▶ [SUPPLIED DATA]

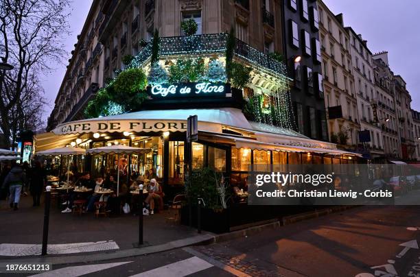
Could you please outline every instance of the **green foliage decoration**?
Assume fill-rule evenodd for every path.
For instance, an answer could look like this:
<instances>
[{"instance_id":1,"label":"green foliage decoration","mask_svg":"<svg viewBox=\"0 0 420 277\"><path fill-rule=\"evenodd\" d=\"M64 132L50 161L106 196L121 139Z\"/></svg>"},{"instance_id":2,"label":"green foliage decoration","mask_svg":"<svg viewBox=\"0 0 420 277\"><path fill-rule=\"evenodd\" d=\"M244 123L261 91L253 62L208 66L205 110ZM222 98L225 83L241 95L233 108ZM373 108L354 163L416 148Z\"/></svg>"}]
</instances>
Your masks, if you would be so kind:
<instances>
[{"instance_id":1,"label":"green foliage decoration","mask_svg":"<svg viewBox=\"0 0 420 277\"><path fill-rule=\"evenodd\" d=\"M187 19L181 22L181 29L185 36L192 36L197 33L198 26L197 23L192 19Z\"/></svg>"},{"instance_id":2,"label":"green foliage decoration","mask_svg":"<svg viewBox=\"0 0 420 277\"><path fill-rule=\"evenodd\" d=\"M232 62L230 67L232 86L237 88L243 88L250 82L252 69L235 62Z\"/></svg>"},{"instance_id":3,"label":"green foliage decoration","mask_svg":"<svg viewBox=\"0 0 420 277\"><path fill-rule=\"evenodd\" d=\"M122 58L123 64L126 65L128 65L130 64L132 59L134 59L134 56L132 55L130 55L130 54L125 55Z\"/></svg>"},{"instance_id":4,"label":"green foliage decoration","mask_svg":"<svg viewBox=\"0 0 420 277\"><path fill-rule=\"evenodd\" d=\"M204 60L178 60L169 69L169 82L171 84L201 82L204 79Z\"/></svg>"},{"instance_id":5,"label":"green foliage decoration","mask_svg":"<svg viewBox=\"0 0 420 277\"><path fill-rule=\"evenodd\" d=\"M284 56L277 51L269 53L268 56L279 62L284 62Z\"/></svg>"},{"instance_id":6,"label":"green foliage decoration","mask_svg":"<svg viewBox=\"0 0 420 277\"><path fill-rule=\"evenodd\" d=\"M221 173L215 172L209 167L193 171L190 178L191 185L186 190L187 195L194 200L200 197L206 204L206 208L221 210L223 206L216 186L221 177Z\"/></svg>"},{"instance_id":7,"label":"green foliage decoration","mask_svg":"<svg viewBox=\"0 0 420 277\"><path fill-rule=\"evenodd\" d=\"M161 65L159 62L155 62L152 64L148 81L150 85L156 85L167 83L169 77L166 70Z\"/></svg>"}]
</instances>

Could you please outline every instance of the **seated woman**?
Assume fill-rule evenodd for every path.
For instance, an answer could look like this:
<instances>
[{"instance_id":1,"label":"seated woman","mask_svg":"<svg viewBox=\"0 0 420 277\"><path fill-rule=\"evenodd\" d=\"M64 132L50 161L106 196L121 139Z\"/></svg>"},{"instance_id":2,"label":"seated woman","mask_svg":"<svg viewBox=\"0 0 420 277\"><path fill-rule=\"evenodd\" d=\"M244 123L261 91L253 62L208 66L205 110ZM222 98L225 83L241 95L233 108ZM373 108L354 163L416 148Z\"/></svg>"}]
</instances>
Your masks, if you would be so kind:
<instances>
[{"instance_id":1,"label":"seated woman","mask_svg":"<svg viewBox=\"0 0 420 277\"><path fill-rule=\"evenodd\" d=\"M144 202L150 206L150 215L153 215L155 205L159 205L159 210L163 209L163 192L162 191L162 187L154 178L150 180L148 191L149 195Z\"/></svg>"},{"instance_id":2,"label":"seated woman","mask_svg":"<svg viewBox=\"0 0 420 277\"><path fill-rule=\"evenodd\" d=\"M126 202L128 188L126 184L120 184L119 189L118 190L118 196L117 196L117 184L115 184L114 187L111 188L111 189L114 191L114 192L108 198L106 204L107 211L113 213L119 213L121 203L125 203Z\"/></svg>"},{"instance_id":3,"label":"seated woman","mask_svg":"<svg viewBox=\"0 0 420 277\"><path fill-rule=\"evenodd\" d=\"M136 191L139 189L140 184L144 184L144 177L139 176L137 177L135 181L132 181L130 186L130 191ZM130 204L132 208L132 212L135 215L139 214L141 212L140 208L140 201L139 199L139 196L137 194L133 194L131 195ZM141 207L143 208L143 206Z\"/></svg>"},{"instance_id":4,"label":"seated woman","mask_svg":"<svg viewBox=\"0 0 420 277\"><path fill-rule=\"evenodd\" d=\"M100 198L101 197L100 194L95 193L100 191L103 184L104 184L104 179L102 179L102 177L98 177L96 178L95 191L94 191L93 194L91 196L90 199L89 200L89 203L88 203L87 207L86 208L86 211L89 212L89 211L93 210L93 206L95 205L95 202L97 201L99 201Z\"/></svg>"}]
</instances>

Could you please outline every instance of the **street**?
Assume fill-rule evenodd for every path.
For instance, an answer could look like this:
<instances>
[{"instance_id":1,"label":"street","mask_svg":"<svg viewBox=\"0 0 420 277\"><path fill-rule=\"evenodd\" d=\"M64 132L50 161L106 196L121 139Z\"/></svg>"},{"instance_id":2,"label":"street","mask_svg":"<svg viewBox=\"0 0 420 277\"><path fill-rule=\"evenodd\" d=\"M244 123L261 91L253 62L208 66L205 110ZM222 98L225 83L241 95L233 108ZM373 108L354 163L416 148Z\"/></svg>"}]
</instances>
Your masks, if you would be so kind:
<instances>
[{"instance_id":1,"label":"street","mask_svg":"<svg viewBox=\"0 0 420 277\"><path fill-rule=\"evenodd\" d=\"M54 266L44 276L418 276L419 239L418 207L362 206L209 245Z\"/></svg>"}]
</instances>

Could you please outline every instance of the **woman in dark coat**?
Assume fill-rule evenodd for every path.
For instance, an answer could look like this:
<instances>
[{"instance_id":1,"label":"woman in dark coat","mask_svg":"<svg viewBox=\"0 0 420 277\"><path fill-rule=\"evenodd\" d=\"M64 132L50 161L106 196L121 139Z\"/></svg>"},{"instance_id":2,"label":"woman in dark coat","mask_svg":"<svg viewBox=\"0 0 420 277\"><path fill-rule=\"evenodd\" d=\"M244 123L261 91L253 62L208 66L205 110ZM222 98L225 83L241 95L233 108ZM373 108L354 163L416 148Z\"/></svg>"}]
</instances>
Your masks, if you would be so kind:
<instances>
[{"instance_id":1,"label":"woman in dark coat","mask_svg":"<svg viewBox=\"0 0 420 277\"><path fill-rule=\"evenodd\" d=\"M30 191L34 199L33 206L39 206L40 195L44 189L44 185L47 183L47 176L40 162L35 161L35 166L31 171L30 176Z\"/></svg>"}]
</instances>

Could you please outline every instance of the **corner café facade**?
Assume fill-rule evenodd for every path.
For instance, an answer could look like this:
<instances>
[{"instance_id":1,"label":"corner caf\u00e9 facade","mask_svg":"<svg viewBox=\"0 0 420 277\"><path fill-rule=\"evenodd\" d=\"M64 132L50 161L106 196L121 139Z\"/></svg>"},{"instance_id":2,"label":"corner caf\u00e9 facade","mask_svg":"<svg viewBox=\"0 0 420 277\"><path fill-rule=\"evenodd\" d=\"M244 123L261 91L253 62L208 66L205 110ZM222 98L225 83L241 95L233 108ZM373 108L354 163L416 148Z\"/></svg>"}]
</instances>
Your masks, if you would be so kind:
<instances>
[{"instance_id":1,"label":"corner caf\u00e9 facade","mask_svg":"<svg viewBox=\"0 0 420 277\"><path fill-rule=\"evenodd\" d=\"M193 38L194 43L185 43L183 40L191 39L189 37L161 38L159 62L165 67L180 57L200 57L208 63L215 56L224 62L226 34ZM358 162L360 155L339 150L335 144L247 120L242 109L250 91L272 98L272 92L287 90L290 80L281 75L284 71L280 70L280 63L240 40L237 43L234 60L252 69L250 83L244 90L231 88L228 84L207 82L148 87L149 99L141 110L60 124L51 132L36 136L35 154L68 145L85 149L112 144L151 148L148 154L119 158L86 155L78 158L78 165L80 170L89 170L95 176L116 170L119 158L120 171L143 174L152 169L165 193L172 188L176 191L176 188L183 186L184 165L189 160L187 119L196 115L198 141L192 144L193 169L210 167L224 172L232 186L244 182L251 165ZM150 45L135 59L146 73L150 67Z\"/></svg>"}]
</instances>

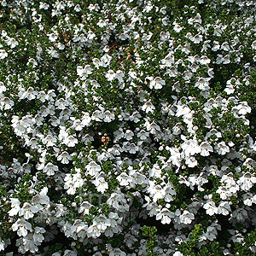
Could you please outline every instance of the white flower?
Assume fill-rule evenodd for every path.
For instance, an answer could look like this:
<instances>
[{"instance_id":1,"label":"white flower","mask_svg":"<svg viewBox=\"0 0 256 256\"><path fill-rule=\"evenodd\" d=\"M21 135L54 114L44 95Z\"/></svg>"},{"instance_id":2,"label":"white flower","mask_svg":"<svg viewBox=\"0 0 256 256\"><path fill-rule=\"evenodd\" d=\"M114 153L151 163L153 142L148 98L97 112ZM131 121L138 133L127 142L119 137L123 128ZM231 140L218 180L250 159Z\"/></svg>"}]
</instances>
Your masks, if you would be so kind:
<instances>
[{"instance_id":1,"label":"white flower","mask_svg":"<svg viewBox=\"0 0 256 256\"><path fill-rule=\"evenodd\" d=\"M201 153L200 154L202 156L208 156L210 152L213 152L212 147L207 142L202 142L200 144Z\"/></svg>"},{"instance_id":2,"label":"white flower","mask_svg":"<svg viewBox=\"0 0 256 256\"><path fill-rule=\"evenodd\" d=\"M248 103L247 102L241 102L237 107L238 113L239 114L247 114L247 113L251 113L251 107L248 106Z\"/></svg>"},{"instance_id":3,"label":"white flower","mask_svg":"<svg viewBox=\"0 0 256 256\"><path fill-rule=\"evenodd\" d=\"M52 163L48 163L43 169L43 172L45 172L49 176L52 176L55 172L59 170L57 166L55 166Z\"/></svg>"},{"instance_id":4,"label":"white flower","mask_svg":"<svg viewBox=\"0 0 256 256\"><path fill-rule=\"evenodd\" d=\"M125 172L122 172L116 178L121 186L128 186L129 183L132 182L132 178Z\"/></svg>"},{"instance_id":5,"label":"white flower","mask_svg":"<svg viewBox=\"0 0 256 256\"><path fill-rule=\"evenodd\" d=\"M83 201L79 208L79 213L89 215L90 208L92 205L88 201Z\"/></svg>"},{"instance_id":6,"label":"white flower","mask_svg":"<svg viewBox=\"0 0 256 256\"><path fill-rule=\"evenodd\" d=\"M98 192L104 193L108 189L108 184L103 177L97 177L94 181Z\"/></svg>"},{"instance_id":7,"label":"white flower","mask_svg":"<svg viewBox=\"0 0 256 256\"><path fill-rule=\"evenodd\" d=\"M166 81L160 77L156 77L155 79L151 79L149 82L150 89L161 89L163 85L166 85Z\"/></svg>"},{"instance_id":8,"label":"white flower","mask_svg":"<svg viewBox=\"0 0 256 256\"><path fill-rule=\"evenodd\" d=\"M87 173L90 176L96 176L101 170L102 167L95 161L90 161L86 166Z\"/></svg>"},{"instance_id":9,"label":"white flower","mask_svg":"<svg viewBox=\"0 0 256 256\"><path fill-rule=\"evenodd\" d=\"M227 201L221 201L218 207L218 213L228 215L231 212L230 204Z\"/></svg>"},{"instance_id":10,"label":"white flower","mask_svg":"<svg viewBox=\"0 0 256 256\"><path fill-rule=\"evenodd\" d=\"M195 215L190 213L189 211L185 210L182 215L179 216L180 222L184 224L189 224L192 223L195 219Z\"/></svg>"},{"instance_id":11,"label":"white flower","mask_svg":"<svg viewBox=\"0 0 256 256\"><path fill-rule=\"evenodd\" d=\"M188 166L188 167L194 168L197 166L198 162L195 156L189 156L186 158L185 164Z\"/></svg>"},{"instance_id":12,"label":"white flower","mask_svg":"<svg viewBox=\"0 0 256 256\"><path fill-rule=\"evenodd\" d=\"M253 188L254 183L256 183L256 177L253 176L250 172L246 172L237 181L237 184L240 185L241 189L245 191Z\"/></svg>"},{"instance_id":13,"label":"white flower","mask_svg":"<svg viewBox=\"0 0 256 256\"><path fill-rule=\"evenodd\" d=\"M44 237L42 234L45 233L46 230L41 227L35 227L33 240L35 242L42 242L44 240Z\"/></svg>"},{"instance_id":14,"label":"white flower","mask_svg":"<svg viewBox=\"0 0 256 256\"><path fill-rule=\"evenodd\" d=\"M109 69L106 73L105 77L108 79L108 81L113 81L116 78L116 74L112 69Z\"/></svg>"},{"instance_id":15,"label":"white flower","mask_svg":"<svg viewBox=\"0 0 256 256\"><path fill-rule=\"evenodd\" d=\"M155 107L154 107L150 102L146 102L143 104L142 109L143 109L143 111L145 111L147 113L148 113L148 112L154 113L154 110L155 109Z\"/></svg>"},{"instance_id":16,"label":"white flower","mask_svg":"<svg viewBox=\"0 0 256 256\"><path fill-rule=\"evenodd\" d=\"M210 216L218 213L218 207L216 207L214 201L208 201L203 206L203 207L207 210L207 213Z\"/></svg>"},{"instance_id":17,"label":"white flower","mask_svg":"<svg viewBox=\"0 0 256 256\"><path fill-rule=\"evenodd\" d=\"M82 125L84 126L89 126L90 125L91 118L90 116L90 113L85 112L84 113L84 115L82 117Z\"/></svg>"},{"instance_id":18,"label":"white flower","mask_svg":"<svg viewBox=\"0 0 256 256\"><path fill-rule=\"evenodd\" d=\"M27 230L32 231L32 224L26 222L23 218L18 218L17 221L12 225L13 231L17 231L19 236L26 236Z\"/></svg>"},{"instance_id":19,"label":"white flower","mask_svg":"<svg viewBox=\"0 0 256 256\"><path fill-rule=\"evenodd\" d=\"M55 146L57 142L56 138L52 135L47 135L45 138L42 140L43 143L46 144L46 147Z\"/></svg>"},{"instance_id":20,"label":"white flower","mask_svg":"<svg viewBox=\"0 0 256 256\"><path fill-rule=\"evenodd\" d=\"M90 225L87 230L88 237L97 238L101 236L101 230L96 223Z\"/></svg>"},{"instance_id":21,"label":"white flower","mask_svg":"<svg viewBox=\"0 0 256 256\"><path fill-rule=\"evenodd\" d=\"M67 151L62 152L57 157L57 160L61 161L62 164L68 164L71 160L72 156Z\"/></svg>"}]
</instances>

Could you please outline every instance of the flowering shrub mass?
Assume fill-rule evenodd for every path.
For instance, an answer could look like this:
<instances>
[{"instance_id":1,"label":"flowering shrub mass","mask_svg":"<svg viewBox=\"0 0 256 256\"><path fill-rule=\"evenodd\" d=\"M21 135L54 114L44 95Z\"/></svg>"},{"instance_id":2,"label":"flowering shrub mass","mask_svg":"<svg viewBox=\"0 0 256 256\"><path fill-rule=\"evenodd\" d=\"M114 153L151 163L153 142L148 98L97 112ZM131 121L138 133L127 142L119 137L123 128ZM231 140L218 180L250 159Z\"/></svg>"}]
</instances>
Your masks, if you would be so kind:
<instances>
[{"instance_id":1,"label":"flowering shrub mass","mask_svg":"<svg viewBox=\"0 0 256 256\"><path fill-rule=\"evenodd\" d=\"M255 255L254 1L0 2L1 255Z\"/></svg>"}]
</instances>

▶ [WHAT IS REQUIRED] Copy exactly the lines above, from the one containing "Could you please outline every instance of the flowering" through the very last line.

▶ [RESULT FOR THIS TASK]
Could you please outline every instance of the flowering shrub mass?
Assume fill-rule evenodd for every path.
For instance, an answer could look like this:
<instances>
[{"instance_id":1,"label":"flowering shrub mass","mask_svg":"<svg viewBox=\"0 0 256 256\"><path fill-rule=\"evenodd\" d=\"M21 135L54 114L44 95Z\"/></svg>"},{"instance_id":2,"label":"flowering shrub mass","mask_svg":"<svg viewBox=\"0 0 256 256\"><path fill-rule=\"evenodd\" d=\"M114 153L151 163L153 142L148 98L97 112ZM131 121L138 133L127 142L119 137L123 128ZM231 140L218 180L250 159Z\"/></svg>"}]
</instances>
Your masks, if you would be so kind:
<instances>
[{"instance_id":1,"label":"flowering shrub mass","mask_svg":"<svg viewBox=\"0 0 256 256\"><path fill-rule=\"evenodd\" d=\"M255 255L254 1L0 2L1 255Z\"/></svg>"}]
</instances>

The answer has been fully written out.